### Written request 1
Which lines of the entries contain the string "barn"? Report every such line in full, treating uppercase and lowercase as different.

### Excerpted text
↓↓↓
Here we briefly go over each component. For more in depth study, visit Kubernetes documentation site.

I. Kubernetes master
The Kubernetes master is the main component of the Kubernetes cluster. It serves several functionalities, such as the following:

  • Authorization and authentication
  • RESTful API entry point
  • Container deployment scheduler to Kubernetes nodes
  • Scaling and replicating controllers
  • Reading the configuration to set up a cluster

There are several daemon processes that form the Kubernetes master’s functionality, such as kube-apiserver, kube-scheduler and kube-controller-manager. Also, Hypercube and the wrapper binary can launch all these daemons. In addition, the Kubernetes command-line interface, kubect can control the Kubernetes master functionality.

II- Kubernetes node
The Kubernetes node is a slave node in the Kubernetes cluster. It is controlled by the Kubernetes master to run container applications using Docker or rkt.
↑↑↑
### Written request 2
According to the Kubernetes excerpt, what does the Kubernetes node use to run container applications?

### Data
↓↓↓
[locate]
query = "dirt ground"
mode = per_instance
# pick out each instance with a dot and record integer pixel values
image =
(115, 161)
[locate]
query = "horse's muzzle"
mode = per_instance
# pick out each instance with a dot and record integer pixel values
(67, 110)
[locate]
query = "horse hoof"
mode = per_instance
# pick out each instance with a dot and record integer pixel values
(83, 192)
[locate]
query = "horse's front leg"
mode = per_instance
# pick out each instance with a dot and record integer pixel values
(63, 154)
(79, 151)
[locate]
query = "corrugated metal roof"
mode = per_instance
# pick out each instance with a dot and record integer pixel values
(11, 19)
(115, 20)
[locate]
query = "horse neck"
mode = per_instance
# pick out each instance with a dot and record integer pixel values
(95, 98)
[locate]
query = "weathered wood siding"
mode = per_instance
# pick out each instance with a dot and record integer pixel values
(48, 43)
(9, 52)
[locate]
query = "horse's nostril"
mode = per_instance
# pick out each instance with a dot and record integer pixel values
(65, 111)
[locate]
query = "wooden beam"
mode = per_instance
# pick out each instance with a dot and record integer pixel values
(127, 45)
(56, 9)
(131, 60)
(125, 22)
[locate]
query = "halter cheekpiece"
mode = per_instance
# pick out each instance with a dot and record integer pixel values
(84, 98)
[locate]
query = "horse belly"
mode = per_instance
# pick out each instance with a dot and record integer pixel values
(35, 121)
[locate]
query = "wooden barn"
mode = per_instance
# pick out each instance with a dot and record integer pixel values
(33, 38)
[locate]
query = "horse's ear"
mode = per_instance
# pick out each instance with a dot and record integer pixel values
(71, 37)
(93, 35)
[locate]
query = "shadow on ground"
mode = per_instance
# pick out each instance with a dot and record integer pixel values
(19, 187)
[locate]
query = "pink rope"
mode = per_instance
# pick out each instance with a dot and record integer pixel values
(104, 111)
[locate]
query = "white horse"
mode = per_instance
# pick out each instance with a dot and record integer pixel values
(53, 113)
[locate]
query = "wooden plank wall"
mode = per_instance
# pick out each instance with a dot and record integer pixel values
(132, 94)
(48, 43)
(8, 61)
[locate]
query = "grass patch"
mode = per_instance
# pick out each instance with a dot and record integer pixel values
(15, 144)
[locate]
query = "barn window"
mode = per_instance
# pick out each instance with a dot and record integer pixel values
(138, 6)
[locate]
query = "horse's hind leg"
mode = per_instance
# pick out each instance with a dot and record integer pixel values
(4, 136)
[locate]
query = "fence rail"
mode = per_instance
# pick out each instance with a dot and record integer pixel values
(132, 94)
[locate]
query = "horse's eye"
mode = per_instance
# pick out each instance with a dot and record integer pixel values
↑↑↑
### Exercise answer 1
query = "wooden barn"
query = "barn window"

### Exercise answer 2
Docker or rkt.